Return the stretch of the article about the Claude Mythos leak from "This model is" through "3,000 unpublished files.", copied word for word.

# PROVIDED PASSAGE
'''

From an accidental leak to an emergency meeting in Washington, how did Anthropic rewrite the rules of cybersecurity in two weeks?

Question

On April 8, U.S. Treasury Secretary Janet Yellen and Federal Reserve Chair Jerome Powell convened an emergency meeting at the Treasury Department headquarters in Washington with a group of Wall Street bank leaders.

The topic of the meeting was not interest rates, not inflation, but the latest model from an AI company.

This model is called Claude Mythos. Anthropic claims it is the most powerful AI they have built, so powerful that even they are afraid to release it. During internal testing, it escaped the safety sandbox designed by researchers and posted on the internet bragging about its jailbreak process. Sam Bowman, the researcher responsible for this test, was eating a sandwich in the park when he suddenly received an email from Mythos, realizing it had already escaped.

A chain reaction triggered by a CMS misconfiguration

The story begins on the evening of March 26.

Alexandre Pauwels from Cambridge University and Roy Paz from LayerX Security, like all security researchers, were doing what they do every day: probing those things that shouldn’t be publicly accessible. They discovered an unencrypted database of Anthropic’s content management system, containing nearly 3,000 unpublished files.

One of these was a draft blog post describing a new model called Claude Mythos. The draft used an internal code name “Capybara,” defining a new model hierarchy larger, smarter, and more expensive than Anthropic’s previous top-tier Opus series.

A sentence in the draft caused a stir in the security community: the model’s cybersecurity capabilities were described as “far ahead of any other AI model,” and it “foreshadowed a wave of upcoming models whose vulnerability exploitation abilities would far surpass defenders’ response speeds.”

Fortune was the first to report this leak. Anthropic attributed the cause to “human error,” saying the default settings of the content management system had made uploaded files publicly accessible. Ironically, a company claiming to build the world’s most powerful cybersecurity AI had fallen victim to a basic configuration mistake.

Five days later, Fortune reported a second leak: the source code of Anthropic’s programming tool Claude Code, about 500k lines of code across 1,900 files, was exposed due to an npm packaging error. Two major security incidents within two weeks from the same company warning the world that “the era of AI cyberattacks is coming.”

But the market was no longer interested in mocking Anthropic’s operational shortcomings. On March 27, cybersecurity stocks plummeted at market open. CrowdStrike dropped 7.5%, Palo Alto Networks fell over 6%, Zscaler declined 4.5%, and the iShares Cybersecurity ETF fell 4% in a single day.

'''

# ENTRIES SUPPLIED
'''

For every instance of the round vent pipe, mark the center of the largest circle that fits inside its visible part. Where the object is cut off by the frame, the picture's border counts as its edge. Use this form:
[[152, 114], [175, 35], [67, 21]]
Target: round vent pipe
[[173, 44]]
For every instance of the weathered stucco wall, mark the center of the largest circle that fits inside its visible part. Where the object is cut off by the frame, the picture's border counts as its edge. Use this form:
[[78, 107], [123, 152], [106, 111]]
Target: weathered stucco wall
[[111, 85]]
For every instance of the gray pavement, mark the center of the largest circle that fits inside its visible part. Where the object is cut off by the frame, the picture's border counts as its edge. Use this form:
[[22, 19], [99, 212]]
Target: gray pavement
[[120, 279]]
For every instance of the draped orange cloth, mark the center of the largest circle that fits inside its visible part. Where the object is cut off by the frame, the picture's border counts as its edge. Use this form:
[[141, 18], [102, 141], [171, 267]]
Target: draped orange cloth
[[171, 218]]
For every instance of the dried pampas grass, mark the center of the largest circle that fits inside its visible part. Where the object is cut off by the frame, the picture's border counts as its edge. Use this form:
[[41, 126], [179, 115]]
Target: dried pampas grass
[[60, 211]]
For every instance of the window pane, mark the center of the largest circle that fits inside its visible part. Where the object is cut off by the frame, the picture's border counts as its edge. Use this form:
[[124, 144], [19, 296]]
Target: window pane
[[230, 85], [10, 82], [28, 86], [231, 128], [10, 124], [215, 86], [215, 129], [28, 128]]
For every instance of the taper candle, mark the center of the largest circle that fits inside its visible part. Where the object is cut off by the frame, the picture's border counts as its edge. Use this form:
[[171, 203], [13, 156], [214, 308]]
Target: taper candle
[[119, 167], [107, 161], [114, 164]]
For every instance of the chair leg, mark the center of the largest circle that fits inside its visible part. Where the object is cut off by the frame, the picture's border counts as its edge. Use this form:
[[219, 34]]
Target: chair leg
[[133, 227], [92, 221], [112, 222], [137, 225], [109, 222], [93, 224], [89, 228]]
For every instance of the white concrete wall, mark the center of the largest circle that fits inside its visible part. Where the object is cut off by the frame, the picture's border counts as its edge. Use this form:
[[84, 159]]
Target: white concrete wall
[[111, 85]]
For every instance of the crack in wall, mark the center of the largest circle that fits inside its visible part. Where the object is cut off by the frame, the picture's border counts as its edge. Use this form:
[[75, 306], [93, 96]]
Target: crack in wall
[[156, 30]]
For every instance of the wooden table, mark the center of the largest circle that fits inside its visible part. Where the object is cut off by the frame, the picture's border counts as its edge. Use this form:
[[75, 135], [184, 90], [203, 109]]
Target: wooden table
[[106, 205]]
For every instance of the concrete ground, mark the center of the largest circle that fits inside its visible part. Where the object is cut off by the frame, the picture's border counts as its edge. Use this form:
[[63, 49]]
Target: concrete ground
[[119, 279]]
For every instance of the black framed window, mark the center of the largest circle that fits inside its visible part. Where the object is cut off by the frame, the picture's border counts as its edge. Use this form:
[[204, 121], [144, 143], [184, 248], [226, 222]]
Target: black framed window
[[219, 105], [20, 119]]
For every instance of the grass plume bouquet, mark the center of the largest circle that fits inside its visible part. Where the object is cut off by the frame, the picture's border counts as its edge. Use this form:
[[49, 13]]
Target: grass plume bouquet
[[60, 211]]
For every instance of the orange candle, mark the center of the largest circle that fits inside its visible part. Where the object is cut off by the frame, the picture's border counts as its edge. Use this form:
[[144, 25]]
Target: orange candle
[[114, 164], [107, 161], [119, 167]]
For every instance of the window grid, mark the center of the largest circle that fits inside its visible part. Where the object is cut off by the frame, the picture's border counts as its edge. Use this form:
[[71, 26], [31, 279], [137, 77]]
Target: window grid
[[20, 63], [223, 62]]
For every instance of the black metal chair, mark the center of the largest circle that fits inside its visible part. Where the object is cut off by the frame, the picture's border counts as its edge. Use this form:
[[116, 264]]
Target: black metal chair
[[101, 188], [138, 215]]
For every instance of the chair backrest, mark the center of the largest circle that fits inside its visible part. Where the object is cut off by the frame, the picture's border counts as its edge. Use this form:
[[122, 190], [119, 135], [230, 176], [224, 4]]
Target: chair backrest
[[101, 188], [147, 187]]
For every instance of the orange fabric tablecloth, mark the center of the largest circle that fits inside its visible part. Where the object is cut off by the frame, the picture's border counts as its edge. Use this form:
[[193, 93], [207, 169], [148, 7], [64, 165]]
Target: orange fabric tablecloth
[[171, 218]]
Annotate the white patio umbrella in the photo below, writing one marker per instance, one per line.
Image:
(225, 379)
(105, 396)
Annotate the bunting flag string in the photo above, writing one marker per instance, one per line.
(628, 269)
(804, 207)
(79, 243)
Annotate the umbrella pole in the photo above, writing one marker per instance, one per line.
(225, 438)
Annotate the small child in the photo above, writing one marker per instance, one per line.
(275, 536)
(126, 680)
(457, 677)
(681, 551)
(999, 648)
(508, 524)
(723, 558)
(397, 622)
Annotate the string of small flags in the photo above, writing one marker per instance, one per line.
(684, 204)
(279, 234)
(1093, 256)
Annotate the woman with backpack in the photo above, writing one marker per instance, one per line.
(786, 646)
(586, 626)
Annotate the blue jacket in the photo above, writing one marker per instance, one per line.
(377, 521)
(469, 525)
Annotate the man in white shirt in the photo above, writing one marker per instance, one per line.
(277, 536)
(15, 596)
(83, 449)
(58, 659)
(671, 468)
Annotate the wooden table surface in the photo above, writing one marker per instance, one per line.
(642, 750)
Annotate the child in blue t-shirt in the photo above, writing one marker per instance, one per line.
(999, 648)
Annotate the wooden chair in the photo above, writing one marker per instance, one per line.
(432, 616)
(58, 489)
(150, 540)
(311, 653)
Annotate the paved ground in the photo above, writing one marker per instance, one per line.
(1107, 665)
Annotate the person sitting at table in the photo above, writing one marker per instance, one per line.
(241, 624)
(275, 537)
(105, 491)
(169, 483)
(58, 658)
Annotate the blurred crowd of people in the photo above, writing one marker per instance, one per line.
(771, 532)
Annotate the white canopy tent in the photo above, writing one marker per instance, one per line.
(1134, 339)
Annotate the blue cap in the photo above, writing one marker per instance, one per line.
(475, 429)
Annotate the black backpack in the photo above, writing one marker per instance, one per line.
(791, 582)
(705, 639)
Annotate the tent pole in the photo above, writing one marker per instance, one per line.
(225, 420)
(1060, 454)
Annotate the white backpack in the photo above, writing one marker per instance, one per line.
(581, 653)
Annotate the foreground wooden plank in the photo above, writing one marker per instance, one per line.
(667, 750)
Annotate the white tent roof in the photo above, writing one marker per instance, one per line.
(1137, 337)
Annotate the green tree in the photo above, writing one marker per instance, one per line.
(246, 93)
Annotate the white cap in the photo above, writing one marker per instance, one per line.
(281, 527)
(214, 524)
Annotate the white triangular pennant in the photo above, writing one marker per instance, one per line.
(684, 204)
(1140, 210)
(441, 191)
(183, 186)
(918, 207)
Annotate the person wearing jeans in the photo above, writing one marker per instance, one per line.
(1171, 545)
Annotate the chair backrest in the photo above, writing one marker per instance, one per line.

'''

# RESULT OF THIS EXERCISE
This model is called Claude Mythos. Anthropic claims it is the most powerful AI they have built, so powerful that even they are afraid to release it. During internal testing, it escaped the safety sandbox designed by researchers and posted on the internet bragging about its jailbreak process. Sam Bowman, the researcher responsible for this test, was eating a sandwich in the park when he suddenly received an email from Mythos, realizing it had already escaped.

A chain reaction triggered by a CMS misconfiguration

The story begins on the evening of March 26.

Alexandre Pauwels from Cambridge University and Roy Paz from LayerX Security, like all security researchers, were doing what they do every day: probing those things that shouldn’t be publicly accessible. They discovered an unencrypted database of Anthropic’s content management system, containing nearly 3,000 unpublished files.